INPUT RECORDS below:

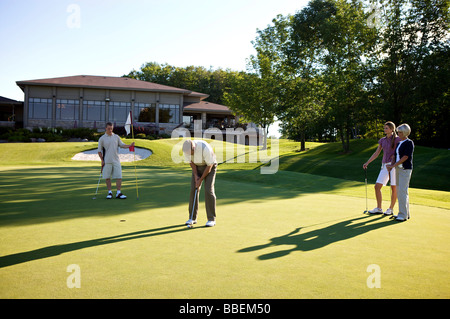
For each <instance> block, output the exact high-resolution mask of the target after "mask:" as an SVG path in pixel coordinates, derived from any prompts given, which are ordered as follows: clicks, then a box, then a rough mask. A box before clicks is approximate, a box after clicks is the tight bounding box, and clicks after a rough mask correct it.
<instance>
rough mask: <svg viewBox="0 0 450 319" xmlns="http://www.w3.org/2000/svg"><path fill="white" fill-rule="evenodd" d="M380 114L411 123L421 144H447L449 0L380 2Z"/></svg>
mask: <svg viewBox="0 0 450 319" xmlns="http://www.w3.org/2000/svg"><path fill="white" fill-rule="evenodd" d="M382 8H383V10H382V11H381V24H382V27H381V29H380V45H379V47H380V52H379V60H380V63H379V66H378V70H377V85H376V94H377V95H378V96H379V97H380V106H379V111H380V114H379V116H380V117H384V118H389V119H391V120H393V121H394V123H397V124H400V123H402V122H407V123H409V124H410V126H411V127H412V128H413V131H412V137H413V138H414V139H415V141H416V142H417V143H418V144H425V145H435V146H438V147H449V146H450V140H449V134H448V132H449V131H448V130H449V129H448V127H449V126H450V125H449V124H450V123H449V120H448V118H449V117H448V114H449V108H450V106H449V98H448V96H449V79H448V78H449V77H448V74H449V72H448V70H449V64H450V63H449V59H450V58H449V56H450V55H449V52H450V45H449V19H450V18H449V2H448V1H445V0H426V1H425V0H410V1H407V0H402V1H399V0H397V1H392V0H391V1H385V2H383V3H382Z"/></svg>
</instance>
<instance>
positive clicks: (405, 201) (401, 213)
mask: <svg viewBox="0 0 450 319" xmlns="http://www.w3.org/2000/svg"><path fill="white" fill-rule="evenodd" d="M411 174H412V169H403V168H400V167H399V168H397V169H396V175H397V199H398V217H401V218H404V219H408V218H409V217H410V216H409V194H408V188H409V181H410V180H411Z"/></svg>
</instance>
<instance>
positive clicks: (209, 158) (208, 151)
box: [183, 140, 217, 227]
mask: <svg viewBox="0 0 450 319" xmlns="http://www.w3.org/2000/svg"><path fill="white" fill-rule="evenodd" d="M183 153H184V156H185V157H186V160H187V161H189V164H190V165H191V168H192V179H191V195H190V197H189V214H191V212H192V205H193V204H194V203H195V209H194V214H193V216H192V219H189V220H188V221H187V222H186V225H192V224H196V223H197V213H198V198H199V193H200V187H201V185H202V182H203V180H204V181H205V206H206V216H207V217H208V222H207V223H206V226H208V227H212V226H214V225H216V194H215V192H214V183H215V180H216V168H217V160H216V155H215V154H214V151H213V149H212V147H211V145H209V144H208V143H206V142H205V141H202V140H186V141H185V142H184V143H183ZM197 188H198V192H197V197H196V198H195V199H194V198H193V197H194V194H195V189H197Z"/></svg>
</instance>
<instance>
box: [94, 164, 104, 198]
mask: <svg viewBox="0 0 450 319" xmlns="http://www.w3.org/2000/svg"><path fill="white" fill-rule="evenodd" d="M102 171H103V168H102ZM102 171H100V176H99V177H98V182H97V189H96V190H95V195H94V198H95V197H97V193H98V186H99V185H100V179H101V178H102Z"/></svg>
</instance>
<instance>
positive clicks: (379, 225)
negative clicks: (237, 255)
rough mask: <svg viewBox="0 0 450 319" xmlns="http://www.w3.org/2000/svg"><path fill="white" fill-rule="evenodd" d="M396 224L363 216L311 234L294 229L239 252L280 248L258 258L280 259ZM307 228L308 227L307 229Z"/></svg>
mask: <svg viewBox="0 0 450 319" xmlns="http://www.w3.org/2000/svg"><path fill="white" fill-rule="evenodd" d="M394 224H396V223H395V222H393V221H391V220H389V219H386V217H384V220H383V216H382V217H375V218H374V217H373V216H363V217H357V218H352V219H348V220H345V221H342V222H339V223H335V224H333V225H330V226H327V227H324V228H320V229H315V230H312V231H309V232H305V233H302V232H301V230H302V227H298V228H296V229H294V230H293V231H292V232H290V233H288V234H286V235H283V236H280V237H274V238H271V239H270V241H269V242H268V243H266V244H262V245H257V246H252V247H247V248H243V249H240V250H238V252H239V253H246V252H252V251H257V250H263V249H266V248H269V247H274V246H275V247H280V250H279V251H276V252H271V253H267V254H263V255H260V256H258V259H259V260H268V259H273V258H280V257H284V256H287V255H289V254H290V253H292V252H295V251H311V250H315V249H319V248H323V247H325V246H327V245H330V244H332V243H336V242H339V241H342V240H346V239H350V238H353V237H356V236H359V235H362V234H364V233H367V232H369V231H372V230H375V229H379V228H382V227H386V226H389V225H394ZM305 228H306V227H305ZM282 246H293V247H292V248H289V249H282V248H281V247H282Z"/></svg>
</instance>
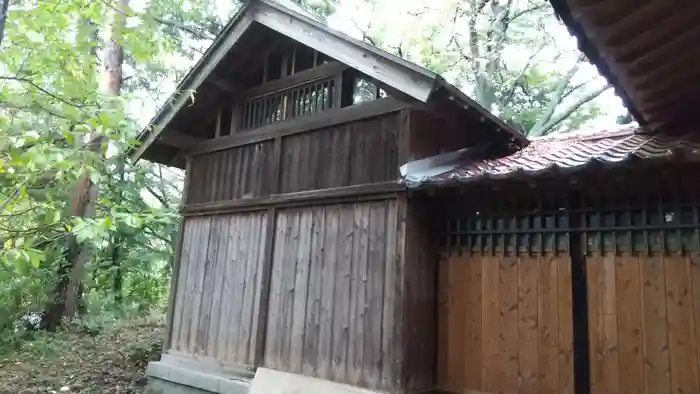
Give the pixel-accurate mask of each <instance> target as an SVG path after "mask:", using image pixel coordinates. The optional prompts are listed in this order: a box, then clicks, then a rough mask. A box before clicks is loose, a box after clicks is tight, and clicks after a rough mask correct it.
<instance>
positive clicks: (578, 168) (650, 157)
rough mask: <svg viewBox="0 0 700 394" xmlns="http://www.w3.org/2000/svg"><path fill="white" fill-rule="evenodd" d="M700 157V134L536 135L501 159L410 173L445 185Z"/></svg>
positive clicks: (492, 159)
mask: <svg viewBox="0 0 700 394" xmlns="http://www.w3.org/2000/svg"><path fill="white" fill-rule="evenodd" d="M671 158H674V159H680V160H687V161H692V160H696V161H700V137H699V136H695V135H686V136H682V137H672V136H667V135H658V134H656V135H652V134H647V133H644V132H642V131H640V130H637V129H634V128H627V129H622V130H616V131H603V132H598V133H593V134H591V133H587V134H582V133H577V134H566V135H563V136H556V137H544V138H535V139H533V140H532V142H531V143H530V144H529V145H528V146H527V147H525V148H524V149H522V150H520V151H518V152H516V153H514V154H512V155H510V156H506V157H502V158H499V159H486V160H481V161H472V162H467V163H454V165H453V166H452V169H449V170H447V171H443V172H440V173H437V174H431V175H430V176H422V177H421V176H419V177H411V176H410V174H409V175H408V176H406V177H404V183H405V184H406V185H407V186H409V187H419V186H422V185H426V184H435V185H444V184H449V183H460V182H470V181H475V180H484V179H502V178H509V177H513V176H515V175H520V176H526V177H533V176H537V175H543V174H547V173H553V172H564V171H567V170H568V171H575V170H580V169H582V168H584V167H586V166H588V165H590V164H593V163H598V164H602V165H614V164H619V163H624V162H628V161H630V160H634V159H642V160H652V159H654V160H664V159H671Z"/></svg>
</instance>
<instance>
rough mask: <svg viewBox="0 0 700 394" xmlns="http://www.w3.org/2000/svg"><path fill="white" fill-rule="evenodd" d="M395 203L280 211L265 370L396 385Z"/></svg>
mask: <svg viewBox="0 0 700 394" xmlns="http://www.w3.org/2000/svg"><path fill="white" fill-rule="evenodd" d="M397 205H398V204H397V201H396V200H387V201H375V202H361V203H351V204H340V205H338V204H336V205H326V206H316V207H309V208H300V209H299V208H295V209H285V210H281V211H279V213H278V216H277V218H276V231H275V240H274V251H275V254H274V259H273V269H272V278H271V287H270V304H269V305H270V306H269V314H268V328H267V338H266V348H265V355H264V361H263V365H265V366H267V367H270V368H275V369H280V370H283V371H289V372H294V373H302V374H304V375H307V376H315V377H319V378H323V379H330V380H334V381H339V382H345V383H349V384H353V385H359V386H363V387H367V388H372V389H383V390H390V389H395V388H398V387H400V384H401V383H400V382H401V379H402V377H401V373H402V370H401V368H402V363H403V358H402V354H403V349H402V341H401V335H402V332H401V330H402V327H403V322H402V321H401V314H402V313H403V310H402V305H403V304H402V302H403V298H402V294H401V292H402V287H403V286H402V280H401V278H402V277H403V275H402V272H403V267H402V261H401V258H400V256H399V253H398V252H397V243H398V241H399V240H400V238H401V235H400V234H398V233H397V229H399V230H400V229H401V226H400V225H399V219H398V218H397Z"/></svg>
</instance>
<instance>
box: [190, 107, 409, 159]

End of INPUT RECORDS.

Retype every line of the entries, from the beginning through the line that contains "114L411 123L421 144H447L449", with both ends included, and leave the pictures out of your answer.

RESPONSE TO THIS TASK
For each <instance> block, output the exact high-resolution mask of the target after "mask:" as an SVG path in pixel coordinates, derived from any prompts given, which are ordered as follows: clicks, then a box, then a rough mask. A box before clicks is approximate, a box after clicks is the tight bounding box, and clicks after a rough mask correct it.
<instance>
rough mask: <svg viewBox="0 0 450 319" xmlns="http://www.w3.org/2000/svg"><path fill="white" fill-rule="evenodd" d="M380 114L411 123L421 144H447L449 0L380 2Z"/></svg>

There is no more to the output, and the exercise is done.